═══ Source extract

Sepp Blatter resigned as Fifa president on Tuesday in the face of a US-led corruption investigation that has plunged world soccer’s governing body into the worst crisis in its history. Blatter (79) announced the decision at a news conference in Zurich, six days after the FBI raided a hotel in Zurich and arrested several Fifa officials just four days after he was re-elected to a fifth term as president.
Blatter said an election to choose a new Fifa president would be held as soon as possible.
“Fifa needs profound restructuring,” he said.
Fifa, ruled over by Blatter since 1998, was rocked this week by the announcement of a US investigation into alleged widespread financial wrongdoing stretching back for years. Swiss authorities mounted their own criminal probe into the award of the 2018 and 2022 World Cups to Russia and Qatar, respectively.
The US Justice Department and Federal Bureau of Investigation did not immediately respond to requests for comment.
Blatter initially attempted to bat away the furore, relying on his network of friends to hold on to power at Fifa, which he joined in 1975.
While Blatter was not mentioned in either the US or Swiss investigations, there were widespread calls for him to quit, mostly from Western nations. Some major sponsors also expressed misgivings about the impact of the scandal.
The investigation however closed in on Blatter on Tuesday, when Fifa was forced to deny that his right-hand man, secretary general Jerome Valcke, was implicated in a $10-million payment that lies at the heart of the US case.
But at the same time, a letter addressed to Valcke was published outlining the transaction.
Valcke, who has been secretary general since 2007 and is seen as one of the most powerful men in world sport, had no role in the payments, which were authorised by the chairperson of Fifa’s finance committee, Fifa said in an earlier statement.
The chairperson of the committee at the time of the payments was Argentina’s Julio Grondona, who died last year.
A person familiar with the matter said on Monday that US prosecutors believe Valcke made the $10-million bank transactions which are central to a US bribery investigation against Fifa.
Blatter focus of FBI probe
Blatter is now the focus of an FBI corruption investigation in the US, it was reported on Tuesday.
Blatter has not yet been identified publicly as a target of the investigation.
The New York Times and ABC News reported the investigation, citing unnamed law enforcement officials and sources familiar with the case, but gave no further details.

══════

▶ **Written task A**
According to the article on Sepp Blatter's resignation, who chaired Fifa's finance committee when the $10-million payments were made?
▶ **Written task B**
Write the next part of the news article on Sepp Blatter's resignation, starting after its last sentence.

═══ Dataset rows

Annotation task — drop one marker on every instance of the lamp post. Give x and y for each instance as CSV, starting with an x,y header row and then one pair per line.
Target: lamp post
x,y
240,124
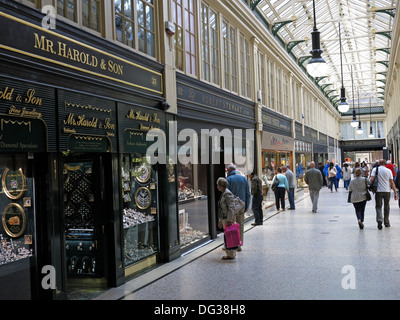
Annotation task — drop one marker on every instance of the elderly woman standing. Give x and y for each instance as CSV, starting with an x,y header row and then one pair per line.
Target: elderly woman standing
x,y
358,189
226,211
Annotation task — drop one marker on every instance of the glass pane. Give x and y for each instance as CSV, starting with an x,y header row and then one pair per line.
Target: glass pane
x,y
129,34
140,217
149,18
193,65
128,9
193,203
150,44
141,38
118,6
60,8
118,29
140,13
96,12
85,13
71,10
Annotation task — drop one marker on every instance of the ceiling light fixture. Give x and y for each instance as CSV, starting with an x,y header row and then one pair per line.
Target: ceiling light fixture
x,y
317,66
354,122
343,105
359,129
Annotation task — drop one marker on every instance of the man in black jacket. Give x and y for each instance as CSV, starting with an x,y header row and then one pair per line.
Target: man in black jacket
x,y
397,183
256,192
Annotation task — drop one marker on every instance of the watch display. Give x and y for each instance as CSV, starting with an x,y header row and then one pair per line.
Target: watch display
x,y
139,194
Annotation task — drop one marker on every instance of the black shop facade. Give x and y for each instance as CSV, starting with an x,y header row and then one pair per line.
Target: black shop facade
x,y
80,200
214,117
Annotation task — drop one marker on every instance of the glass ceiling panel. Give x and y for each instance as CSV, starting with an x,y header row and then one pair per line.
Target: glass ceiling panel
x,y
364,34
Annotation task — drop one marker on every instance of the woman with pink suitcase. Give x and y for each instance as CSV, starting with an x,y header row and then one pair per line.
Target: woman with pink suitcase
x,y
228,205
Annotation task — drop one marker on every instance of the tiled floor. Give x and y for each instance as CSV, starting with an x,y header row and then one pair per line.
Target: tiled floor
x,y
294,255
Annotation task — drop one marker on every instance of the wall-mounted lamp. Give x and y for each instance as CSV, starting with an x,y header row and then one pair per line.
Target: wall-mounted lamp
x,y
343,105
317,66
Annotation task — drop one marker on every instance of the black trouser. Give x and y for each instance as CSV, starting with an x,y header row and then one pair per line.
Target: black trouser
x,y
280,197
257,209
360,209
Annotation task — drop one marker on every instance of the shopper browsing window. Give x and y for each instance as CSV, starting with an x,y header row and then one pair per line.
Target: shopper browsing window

══════

▶ **Response A**
Argentina's Julio Grondona, who died last year.

▶ **Response B**
ABC News said the FBI and US prosecutors are investigating Blatter as part of the probe that led to last week’s indictments.
“Now that people are going to want to save themselves, there’s probably a race to see who will flip on (Blatter) first,” one source told ABC News.
Another source said: “We may not be able to collapse the whole organisation but maybe you don’t need to,” referring to typical federal law enforcement tactics of getting people to provide information about their superiors.
Critics, sponsors welcome move
Blatter’s decision to step down as Fifa is mired in the worst crisis in its history was welcomed by his critics.
European football federation chief Michel Platini, a French former international player and favourite to succeed Blatter as Fifa president, said: “It was a difficult decision, a brave decision, and the right decision.”
The second favourite on the list, Jordan’s Prince Ali bin Al Hussein, who withdrew from last week’s election after winning 73 votes to Blatter’s 133 in the first round, stopped short of confirming he would run again. Asked if there should be a fresh start at Fifa, he told Britain’s Channel 4 News: “I’m willing to help.”
Greg Dyke, chairperson of the English Football Association and one of Blatter’s most outspoken critics, said it was “good news for world football”, but then questioned Blatter’s motive.
“Who got him? Who shot him?” he asked. “I don’t believe he went for any sort of moral basis so something has happened between then and now which means he has to resign.”
New Zealand Football chief executive Andy Martin told Reuters that Blatter’s resignation would help football rebuild its tattered reputation.
“This has lifted a cloud and taken away a lot of the concerns of stakeholders and their association with the sport,” he said. “We now want a strong collaborative leader who can bring the football world together and can bring out the change that the game has been crying out for.”
The Asian Football Confederation, which has been a staunch ally of Blatter, said on Wednesday it was monitoring the situation and would discuss internally the “best way forward for both Fifa and world football”.
Russian sports minister Vitaly Mutko said Blatter’s decision to step down was “courageous” and would help prevent a split in Fifa.
Coca-Cola Co and Adidas welcomed Blatter’s resignation. Another World Cup sponsor, South Korean carmaker Hyundai Motor, said the move was “a positive first step”.
Fifa’s next chief?
Besides Platini and Prince Ali, several other candidates may emerge in the election for a new president, including Domenico Scala, independent chairperson of the audit and compliance committee of Fifa.
Former Brazil international Zico (62) did not rule out a bid for the presidency and Venezuelan President Nicolas Maduro suggested Argentine soccer legend Diego Maradona could be the next Fifa chief.
European sports officials said Blatter’s resignation was an important move, but that Fifa needed deeper changes. “Beyond the people, structural reforms must be undertaken,” said French sports state secretary Thierry Braillard.
Kalusha Bwalya, Football Association of Zambia president and former African Footballer of the Year, said he was shocked. “The man has done a lot for FIFA,” he said. “For Africa he was always there, he was always caring.”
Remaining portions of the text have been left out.